> _GIVEN TASK A_:
Answer these questions from the piece about Kalief Browder, one answer per line, marked the same way:
(i) How old was Kalief when he was arrested?
(ii) How long was he imprisoned on Rikers Island?
(iii) On which network did the docu-series about his life make its debut?

Evan F. Moore: Know the name Kalief Browder
Kalief Browder is a name every American should know.
When Kalief was 16 years old, he was arrested for stealing a backpack. He was charged and held on bail but never tried. He was imprisoned on New York City’s Rikers Island for three years. While Kalief was in prison, he was subjected to repeated beatings and solitary confinement.
Once Kalief was released from prison – the man who accused him had left the country, so a trial couldn’t proceed without a plaintiff – initially he seemed to be doing well. He spoke to several media outlets to tell people about his journey, highlighted by a series of articles at the New Yorker.
Two years later, Kalief killed himself.
Along the way, he became the symbol of the systemic issues that plagued America’s criminal justice system. Most notably, that jails and prisons do an awful job of what happens once someone transitions to life outside of prison.
Before the docu-series on his life and the circumstances of his arrest and incarceration made its debut on Spike TV in March (as “Time: The Kalief Browder Story”), I attended a screening of the first three episodes that was followed by a panel discussion with Browder’s family. After the episodes ended, the room was silent for minutes.

> _GIVEN TASK B_: Revise the part of the records that opens with the line containing "For full credit, report the bounding box of the snow pile" and closes at the end of the records, replacing "snow pile" with "snowdrift" and keeping everything else the same.

> _INFORMATION PROVIDED_:
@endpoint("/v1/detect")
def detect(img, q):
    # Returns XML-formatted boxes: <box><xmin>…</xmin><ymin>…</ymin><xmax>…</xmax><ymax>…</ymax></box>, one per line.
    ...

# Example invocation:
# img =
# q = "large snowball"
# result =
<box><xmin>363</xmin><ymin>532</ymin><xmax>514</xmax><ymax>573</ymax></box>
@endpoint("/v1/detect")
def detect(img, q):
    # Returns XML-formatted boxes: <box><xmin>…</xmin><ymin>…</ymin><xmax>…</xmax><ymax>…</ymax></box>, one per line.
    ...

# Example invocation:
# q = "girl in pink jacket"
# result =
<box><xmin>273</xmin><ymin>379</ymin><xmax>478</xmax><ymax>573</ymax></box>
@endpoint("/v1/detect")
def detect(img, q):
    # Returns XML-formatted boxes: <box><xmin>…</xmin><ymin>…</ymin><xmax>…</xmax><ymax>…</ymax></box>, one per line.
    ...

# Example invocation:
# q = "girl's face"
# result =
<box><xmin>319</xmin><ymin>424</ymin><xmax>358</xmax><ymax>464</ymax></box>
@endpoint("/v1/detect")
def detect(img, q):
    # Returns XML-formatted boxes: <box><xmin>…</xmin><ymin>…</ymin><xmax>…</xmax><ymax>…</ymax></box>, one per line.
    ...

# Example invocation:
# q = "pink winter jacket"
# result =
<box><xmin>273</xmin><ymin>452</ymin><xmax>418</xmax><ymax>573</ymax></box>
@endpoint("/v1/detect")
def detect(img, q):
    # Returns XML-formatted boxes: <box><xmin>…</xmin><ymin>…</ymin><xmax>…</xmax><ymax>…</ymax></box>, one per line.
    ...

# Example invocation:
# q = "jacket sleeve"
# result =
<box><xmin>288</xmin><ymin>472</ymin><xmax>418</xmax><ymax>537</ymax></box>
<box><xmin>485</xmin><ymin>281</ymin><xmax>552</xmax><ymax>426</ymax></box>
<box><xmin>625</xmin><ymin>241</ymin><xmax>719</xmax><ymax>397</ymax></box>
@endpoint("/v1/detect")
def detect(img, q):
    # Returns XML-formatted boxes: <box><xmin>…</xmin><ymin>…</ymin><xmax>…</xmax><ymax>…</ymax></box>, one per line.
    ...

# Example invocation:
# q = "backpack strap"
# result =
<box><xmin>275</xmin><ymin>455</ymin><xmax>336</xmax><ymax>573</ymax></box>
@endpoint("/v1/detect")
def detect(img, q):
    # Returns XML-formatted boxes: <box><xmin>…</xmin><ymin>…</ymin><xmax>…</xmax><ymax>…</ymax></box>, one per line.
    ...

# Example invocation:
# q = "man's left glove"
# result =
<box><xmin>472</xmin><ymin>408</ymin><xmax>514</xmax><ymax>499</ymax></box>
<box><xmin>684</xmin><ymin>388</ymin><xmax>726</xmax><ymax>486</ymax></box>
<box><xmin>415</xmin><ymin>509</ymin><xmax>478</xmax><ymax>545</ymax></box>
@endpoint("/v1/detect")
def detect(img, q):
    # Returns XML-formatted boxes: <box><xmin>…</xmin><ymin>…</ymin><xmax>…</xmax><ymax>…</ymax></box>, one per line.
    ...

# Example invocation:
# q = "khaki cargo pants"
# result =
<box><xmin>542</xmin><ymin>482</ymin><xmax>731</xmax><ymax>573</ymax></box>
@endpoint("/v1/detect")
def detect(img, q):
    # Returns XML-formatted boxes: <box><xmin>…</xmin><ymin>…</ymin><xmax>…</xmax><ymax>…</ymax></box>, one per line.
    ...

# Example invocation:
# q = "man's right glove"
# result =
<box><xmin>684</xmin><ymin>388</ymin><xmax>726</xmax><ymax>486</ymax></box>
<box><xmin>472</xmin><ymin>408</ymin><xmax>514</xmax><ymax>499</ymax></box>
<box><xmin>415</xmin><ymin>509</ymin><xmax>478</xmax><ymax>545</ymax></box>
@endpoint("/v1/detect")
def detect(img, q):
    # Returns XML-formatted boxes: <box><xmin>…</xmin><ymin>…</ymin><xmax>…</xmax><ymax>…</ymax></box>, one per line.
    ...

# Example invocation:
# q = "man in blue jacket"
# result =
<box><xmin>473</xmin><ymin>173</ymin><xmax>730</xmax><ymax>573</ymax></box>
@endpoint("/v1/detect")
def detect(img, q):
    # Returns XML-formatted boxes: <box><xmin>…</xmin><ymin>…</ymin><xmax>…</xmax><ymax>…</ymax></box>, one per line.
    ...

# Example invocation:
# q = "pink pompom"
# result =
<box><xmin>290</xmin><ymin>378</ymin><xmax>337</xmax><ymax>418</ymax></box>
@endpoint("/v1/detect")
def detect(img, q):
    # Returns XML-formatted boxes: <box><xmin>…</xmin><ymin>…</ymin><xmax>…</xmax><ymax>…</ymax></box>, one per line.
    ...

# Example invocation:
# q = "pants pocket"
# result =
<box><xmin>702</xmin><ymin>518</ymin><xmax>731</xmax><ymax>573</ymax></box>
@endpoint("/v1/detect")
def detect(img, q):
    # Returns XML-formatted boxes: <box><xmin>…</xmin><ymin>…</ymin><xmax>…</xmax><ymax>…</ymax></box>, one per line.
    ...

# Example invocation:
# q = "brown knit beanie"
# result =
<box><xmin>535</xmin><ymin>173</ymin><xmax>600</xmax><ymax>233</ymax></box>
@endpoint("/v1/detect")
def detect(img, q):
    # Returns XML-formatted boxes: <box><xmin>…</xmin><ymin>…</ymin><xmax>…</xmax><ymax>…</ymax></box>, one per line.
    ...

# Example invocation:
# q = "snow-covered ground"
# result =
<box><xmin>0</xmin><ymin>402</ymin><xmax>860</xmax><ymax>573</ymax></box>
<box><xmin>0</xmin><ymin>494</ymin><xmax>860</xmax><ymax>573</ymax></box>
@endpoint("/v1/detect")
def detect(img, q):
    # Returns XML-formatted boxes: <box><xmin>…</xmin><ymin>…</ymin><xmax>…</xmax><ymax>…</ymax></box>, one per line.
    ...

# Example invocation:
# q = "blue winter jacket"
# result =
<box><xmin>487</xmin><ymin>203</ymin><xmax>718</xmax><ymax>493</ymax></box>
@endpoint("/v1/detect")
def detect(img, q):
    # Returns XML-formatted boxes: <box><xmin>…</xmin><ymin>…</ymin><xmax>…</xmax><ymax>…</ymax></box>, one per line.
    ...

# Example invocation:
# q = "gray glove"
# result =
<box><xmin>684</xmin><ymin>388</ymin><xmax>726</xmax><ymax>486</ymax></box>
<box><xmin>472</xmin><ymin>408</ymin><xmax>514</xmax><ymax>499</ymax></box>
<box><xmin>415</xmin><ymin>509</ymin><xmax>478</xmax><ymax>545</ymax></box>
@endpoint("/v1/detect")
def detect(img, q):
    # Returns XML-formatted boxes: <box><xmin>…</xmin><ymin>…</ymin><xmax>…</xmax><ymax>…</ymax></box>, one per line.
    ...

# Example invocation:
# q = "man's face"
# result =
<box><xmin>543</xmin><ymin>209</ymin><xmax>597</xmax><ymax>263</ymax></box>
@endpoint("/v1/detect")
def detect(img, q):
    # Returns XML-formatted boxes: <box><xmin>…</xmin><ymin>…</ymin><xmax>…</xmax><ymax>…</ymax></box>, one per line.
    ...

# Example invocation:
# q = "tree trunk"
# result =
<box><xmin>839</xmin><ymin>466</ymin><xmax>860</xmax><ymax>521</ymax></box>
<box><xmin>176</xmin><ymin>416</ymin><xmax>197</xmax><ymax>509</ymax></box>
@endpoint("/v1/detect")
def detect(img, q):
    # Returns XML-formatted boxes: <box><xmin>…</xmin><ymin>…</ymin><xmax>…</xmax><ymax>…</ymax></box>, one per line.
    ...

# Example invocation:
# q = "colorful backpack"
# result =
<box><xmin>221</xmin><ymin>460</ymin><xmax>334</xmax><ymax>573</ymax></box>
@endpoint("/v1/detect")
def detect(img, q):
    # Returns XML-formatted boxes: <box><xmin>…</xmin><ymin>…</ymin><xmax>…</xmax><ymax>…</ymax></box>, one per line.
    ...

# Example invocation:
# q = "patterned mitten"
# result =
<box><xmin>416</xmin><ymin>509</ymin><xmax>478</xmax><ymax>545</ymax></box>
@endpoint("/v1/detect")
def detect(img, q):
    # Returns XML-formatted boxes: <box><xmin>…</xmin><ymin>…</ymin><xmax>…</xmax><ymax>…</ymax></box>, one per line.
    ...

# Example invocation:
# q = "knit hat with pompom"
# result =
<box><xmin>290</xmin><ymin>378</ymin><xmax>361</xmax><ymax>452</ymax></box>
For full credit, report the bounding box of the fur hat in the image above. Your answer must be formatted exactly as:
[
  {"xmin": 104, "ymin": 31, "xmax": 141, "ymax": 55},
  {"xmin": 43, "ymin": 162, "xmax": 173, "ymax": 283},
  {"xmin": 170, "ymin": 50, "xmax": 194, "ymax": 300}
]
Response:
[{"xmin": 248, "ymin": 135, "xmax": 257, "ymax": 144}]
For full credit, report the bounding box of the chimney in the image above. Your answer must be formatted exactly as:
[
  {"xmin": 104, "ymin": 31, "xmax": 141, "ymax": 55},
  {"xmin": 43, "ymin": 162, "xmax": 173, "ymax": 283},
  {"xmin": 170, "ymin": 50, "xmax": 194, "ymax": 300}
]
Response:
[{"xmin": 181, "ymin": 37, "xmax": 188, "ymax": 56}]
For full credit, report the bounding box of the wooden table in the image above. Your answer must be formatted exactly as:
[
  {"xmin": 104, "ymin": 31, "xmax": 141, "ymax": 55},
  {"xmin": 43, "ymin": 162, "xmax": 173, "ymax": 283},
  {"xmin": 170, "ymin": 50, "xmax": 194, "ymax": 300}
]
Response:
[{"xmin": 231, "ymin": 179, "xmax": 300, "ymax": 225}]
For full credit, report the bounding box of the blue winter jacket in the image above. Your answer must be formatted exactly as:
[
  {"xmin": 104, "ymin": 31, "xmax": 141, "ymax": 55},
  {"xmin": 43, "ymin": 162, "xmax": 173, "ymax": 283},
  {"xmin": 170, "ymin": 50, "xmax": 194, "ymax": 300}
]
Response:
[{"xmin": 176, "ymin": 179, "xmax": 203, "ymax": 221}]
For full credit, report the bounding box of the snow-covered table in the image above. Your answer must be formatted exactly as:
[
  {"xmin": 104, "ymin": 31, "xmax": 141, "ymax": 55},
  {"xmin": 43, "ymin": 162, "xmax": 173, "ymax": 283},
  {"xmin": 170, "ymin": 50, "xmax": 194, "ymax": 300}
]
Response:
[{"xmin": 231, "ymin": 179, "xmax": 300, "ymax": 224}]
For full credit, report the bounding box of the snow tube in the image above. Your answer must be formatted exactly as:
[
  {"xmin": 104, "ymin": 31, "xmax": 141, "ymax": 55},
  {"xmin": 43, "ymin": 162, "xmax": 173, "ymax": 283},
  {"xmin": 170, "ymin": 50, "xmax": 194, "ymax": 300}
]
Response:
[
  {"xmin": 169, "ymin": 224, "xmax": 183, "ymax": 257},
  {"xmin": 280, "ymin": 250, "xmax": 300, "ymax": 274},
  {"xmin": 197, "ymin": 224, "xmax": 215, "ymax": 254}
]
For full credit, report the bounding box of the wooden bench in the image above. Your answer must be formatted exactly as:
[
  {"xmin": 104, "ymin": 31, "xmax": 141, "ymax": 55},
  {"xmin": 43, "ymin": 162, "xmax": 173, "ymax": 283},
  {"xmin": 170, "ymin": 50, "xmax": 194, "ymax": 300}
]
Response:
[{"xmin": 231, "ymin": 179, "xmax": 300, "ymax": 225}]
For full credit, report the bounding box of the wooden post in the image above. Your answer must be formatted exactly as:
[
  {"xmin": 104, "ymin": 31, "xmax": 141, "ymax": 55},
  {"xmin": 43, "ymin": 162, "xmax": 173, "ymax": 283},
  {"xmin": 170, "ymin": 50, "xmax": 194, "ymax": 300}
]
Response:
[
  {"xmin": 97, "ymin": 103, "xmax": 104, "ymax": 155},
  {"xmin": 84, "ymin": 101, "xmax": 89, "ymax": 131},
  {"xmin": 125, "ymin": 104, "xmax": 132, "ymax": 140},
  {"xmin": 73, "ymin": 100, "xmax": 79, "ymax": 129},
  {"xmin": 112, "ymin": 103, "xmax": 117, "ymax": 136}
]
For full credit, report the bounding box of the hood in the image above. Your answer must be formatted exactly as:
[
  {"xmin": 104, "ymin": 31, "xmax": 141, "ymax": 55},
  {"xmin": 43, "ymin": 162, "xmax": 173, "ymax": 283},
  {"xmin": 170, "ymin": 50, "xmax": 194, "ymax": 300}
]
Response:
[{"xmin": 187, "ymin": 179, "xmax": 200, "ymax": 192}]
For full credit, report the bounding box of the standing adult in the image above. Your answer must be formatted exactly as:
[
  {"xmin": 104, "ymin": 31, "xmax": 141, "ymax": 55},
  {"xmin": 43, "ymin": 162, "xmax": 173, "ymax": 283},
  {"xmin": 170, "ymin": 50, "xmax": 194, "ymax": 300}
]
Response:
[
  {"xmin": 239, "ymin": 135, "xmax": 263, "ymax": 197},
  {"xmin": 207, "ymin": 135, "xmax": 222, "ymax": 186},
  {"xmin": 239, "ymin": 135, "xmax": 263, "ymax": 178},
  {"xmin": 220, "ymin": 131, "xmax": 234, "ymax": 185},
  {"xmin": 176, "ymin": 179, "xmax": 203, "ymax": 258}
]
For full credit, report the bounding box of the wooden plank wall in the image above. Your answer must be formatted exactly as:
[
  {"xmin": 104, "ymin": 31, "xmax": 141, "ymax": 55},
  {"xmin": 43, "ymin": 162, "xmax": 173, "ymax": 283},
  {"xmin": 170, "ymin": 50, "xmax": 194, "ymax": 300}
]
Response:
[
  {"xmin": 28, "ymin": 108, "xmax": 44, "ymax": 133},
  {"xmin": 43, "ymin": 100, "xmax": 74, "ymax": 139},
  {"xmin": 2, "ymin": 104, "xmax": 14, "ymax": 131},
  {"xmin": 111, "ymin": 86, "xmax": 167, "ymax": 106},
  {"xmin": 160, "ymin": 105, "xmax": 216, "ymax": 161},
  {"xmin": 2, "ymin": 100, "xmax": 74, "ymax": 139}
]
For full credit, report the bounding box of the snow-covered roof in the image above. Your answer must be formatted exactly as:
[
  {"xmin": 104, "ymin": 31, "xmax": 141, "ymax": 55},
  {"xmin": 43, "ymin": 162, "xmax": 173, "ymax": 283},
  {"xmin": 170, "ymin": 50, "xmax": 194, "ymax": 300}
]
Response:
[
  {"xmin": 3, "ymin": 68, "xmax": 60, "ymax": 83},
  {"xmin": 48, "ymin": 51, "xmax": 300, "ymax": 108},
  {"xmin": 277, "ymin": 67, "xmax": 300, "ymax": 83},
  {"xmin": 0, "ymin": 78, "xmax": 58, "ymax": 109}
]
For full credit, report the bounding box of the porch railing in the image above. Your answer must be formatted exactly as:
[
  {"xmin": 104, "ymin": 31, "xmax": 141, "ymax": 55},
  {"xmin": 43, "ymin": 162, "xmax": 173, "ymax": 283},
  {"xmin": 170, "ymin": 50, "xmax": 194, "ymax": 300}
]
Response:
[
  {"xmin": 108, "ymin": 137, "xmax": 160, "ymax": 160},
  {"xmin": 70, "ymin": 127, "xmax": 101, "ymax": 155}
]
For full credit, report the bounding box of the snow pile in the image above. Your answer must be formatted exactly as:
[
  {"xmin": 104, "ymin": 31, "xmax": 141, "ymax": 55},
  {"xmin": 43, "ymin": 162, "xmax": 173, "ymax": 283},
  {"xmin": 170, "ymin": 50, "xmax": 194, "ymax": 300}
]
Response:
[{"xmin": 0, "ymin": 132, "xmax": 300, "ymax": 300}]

> _CORRECT RESULT A_:
(i) 16 years old
(ii) Three years
(iii) Spike TV

> _CORRECT RESULT B_:
For full credit, report the bounding box of the snowdrift in the image above. Your answer must be formatted exactly as:
[
  {"xmin": 104, "ymin": 31, "xmax": 141, "ymax": 55},
  {"xmin": 43, "ymin": 162, "xmax": 173, "ymax": 283},
  {"xmin": 170, "ymin": 50, "xmax": 194, "ymax": 300}
]
Response:
[{"xmin": 0, "ymin": 132, "xmax": 300, "ymax": 300}]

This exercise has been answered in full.